Aim – Only the lines from the one containing "of the lamp" through the end of the material are to be echoed, each exactly as it appears.

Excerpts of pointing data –

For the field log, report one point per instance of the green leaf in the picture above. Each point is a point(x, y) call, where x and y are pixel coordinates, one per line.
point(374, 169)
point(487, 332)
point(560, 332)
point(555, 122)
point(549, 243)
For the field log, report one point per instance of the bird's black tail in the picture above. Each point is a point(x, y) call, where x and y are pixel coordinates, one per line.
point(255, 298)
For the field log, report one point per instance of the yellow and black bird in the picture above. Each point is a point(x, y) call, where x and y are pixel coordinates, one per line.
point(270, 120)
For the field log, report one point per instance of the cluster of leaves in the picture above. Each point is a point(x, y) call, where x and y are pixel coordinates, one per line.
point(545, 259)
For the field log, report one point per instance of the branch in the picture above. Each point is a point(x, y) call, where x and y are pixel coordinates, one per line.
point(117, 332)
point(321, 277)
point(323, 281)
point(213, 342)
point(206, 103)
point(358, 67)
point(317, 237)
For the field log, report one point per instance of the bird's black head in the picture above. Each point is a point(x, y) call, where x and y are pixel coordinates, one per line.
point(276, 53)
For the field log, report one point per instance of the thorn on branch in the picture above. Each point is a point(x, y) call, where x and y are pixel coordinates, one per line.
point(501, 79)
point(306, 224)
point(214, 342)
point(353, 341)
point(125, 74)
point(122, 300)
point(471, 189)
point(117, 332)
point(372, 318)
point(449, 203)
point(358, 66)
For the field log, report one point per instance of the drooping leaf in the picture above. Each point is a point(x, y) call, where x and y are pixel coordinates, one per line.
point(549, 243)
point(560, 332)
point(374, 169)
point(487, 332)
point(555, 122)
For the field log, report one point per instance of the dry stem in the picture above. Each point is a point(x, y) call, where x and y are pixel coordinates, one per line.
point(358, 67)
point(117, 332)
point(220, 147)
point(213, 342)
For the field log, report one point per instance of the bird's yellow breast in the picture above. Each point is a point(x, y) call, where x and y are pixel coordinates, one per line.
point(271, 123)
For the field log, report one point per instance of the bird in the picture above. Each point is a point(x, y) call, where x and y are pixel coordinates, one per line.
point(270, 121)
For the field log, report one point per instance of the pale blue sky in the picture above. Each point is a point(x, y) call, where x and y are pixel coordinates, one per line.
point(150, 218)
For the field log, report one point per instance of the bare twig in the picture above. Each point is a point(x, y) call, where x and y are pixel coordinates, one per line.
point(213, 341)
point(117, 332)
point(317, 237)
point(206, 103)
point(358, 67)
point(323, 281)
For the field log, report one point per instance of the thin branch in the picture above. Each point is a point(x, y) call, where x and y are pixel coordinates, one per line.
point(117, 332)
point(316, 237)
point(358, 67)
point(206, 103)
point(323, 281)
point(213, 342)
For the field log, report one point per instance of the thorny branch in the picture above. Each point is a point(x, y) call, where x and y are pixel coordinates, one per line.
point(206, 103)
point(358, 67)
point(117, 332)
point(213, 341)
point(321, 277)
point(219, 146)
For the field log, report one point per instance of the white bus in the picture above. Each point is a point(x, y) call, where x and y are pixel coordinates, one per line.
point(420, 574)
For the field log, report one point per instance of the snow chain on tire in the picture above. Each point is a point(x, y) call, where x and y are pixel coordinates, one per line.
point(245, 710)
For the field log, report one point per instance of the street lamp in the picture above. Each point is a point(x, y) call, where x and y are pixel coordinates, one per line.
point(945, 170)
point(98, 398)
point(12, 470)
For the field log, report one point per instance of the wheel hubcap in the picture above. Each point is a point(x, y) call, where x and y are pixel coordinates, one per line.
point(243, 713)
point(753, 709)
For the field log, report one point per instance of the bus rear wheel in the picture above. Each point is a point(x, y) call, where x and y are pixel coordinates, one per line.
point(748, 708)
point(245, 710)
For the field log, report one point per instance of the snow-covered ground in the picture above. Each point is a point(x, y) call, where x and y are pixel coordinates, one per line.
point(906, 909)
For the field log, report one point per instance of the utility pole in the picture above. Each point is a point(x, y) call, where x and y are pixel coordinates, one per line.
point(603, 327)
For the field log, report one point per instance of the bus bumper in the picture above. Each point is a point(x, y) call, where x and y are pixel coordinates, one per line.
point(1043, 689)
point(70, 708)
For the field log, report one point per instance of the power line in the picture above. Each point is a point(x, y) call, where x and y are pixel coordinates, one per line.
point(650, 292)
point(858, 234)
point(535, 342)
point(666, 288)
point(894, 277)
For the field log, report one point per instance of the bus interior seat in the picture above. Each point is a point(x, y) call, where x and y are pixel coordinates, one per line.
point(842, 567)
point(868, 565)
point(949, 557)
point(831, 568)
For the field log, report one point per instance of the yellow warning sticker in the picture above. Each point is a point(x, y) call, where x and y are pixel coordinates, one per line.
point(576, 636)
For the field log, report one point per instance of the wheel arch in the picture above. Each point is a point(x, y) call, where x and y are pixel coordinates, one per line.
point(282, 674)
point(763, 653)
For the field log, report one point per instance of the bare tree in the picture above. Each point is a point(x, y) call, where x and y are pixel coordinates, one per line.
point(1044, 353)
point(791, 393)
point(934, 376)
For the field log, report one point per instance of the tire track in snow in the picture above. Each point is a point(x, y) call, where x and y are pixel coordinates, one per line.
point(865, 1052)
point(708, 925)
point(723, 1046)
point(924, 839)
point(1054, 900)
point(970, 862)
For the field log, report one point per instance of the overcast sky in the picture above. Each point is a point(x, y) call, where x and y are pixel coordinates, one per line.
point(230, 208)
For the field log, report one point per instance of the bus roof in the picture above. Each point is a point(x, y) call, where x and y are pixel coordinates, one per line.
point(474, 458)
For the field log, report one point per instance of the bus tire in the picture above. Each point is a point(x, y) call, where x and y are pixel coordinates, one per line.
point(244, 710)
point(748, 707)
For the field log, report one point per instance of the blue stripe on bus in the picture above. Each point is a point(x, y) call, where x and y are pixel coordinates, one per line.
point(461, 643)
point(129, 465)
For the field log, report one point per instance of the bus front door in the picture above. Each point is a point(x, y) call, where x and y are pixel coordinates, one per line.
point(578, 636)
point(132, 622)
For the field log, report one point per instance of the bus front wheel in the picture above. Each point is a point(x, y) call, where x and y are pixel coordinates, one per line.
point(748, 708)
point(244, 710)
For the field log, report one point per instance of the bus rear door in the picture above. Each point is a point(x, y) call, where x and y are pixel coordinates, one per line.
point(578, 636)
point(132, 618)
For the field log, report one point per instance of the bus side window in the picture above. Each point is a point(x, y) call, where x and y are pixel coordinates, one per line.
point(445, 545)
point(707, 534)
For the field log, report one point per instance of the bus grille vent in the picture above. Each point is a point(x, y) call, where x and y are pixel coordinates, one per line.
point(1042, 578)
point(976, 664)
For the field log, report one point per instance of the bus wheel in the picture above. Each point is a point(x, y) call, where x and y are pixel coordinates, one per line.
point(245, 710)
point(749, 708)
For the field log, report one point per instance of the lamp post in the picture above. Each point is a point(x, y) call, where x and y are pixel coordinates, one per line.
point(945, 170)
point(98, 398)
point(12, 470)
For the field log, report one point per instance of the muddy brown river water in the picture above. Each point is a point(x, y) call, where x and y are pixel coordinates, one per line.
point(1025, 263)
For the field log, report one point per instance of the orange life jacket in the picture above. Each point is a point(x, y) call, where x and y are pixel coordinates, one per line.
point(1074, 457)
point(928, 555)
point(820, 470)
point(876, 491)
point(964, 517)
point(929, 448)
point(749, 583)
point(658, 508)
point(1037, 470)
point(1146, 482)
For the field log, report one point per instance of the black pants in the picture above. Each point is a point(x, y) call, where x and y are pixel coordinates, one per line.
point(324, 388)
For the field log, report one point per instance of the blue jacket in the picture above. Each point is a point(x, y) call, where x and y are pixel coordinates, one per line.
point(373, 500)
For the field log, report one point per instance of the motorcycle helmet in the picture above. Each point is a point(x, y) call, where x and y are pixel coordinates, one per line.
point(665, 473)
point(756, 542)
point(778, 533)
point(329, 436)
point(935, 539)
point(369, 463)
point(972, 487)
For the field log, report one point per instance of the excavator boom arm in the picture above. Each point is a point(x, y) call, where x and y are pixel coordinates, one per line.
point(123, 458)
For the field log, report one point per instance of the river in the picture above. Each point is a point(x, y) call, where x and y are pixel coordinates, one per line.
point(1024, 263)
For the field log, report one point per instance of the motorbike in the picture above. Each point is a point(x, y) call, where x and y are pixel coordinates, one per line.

Complete output –
For the field log, report one point per instance of the lamp post in the picture above. Each point is a point(x, y) call, where x and y are pixel coordinates, one per line.
point(945, 170)
point(98, 398)
point(12, 470)
For the field log, report one point per instance of the muddy brown river water in the picture above. Each point is a point(x, y) call, where x and y are pixel coordinates, one per line.
point(1025, 263)
For the field log, report one point per instance of the orange life jacket in the picture above. Each point is a point(x, y) call, where x and y are pixel coordinates, one per line.
point(1074, 457)
point(928, 555)
point(820, 470)
point(876, 491)
point(964, 517)
point(929, 448)
point(749, 583)
point(658, 508)
point(1037, 470)
point(1146, 482)
For the field log, report one point per instance of the black pants in the picture above. Each point is a point(x, y) call, where x and y are pixel coordinates, one per line.
point(324, 388)
For the field log, report one point per instance of the blue jacket in the picture above. Each point is a point(x, y) call, where x and y are pixel coordinates, one per line.
point(373, 500)
For the field log, report one point per instance of the motorcycle helmet in the picture above. Each point is a point(x, y) call, where x and y are pixel coordinates, one per line.
point(665, 473)
point(756, 542)
point(778, 533)
point(329, 436)
point(935, 539)
point(369, 463)
point(972, 487)
For the field log, report one point per instance of the excavator boom arm in the picture above. Each point is a point(x, y) call, where x and y are pixel coordinates, one per line.
point(123, 458)
For the field log, report one point per instance of the river in the picture above. Each point is a point(x, y) call, where x and y are pixel coordinates, one per line.
point(1024, 263)
For the field log, report one point per instance of the motorbike in the picture above. Each point is a point(x, y) call, where x and y are pixel coordinates, one per line.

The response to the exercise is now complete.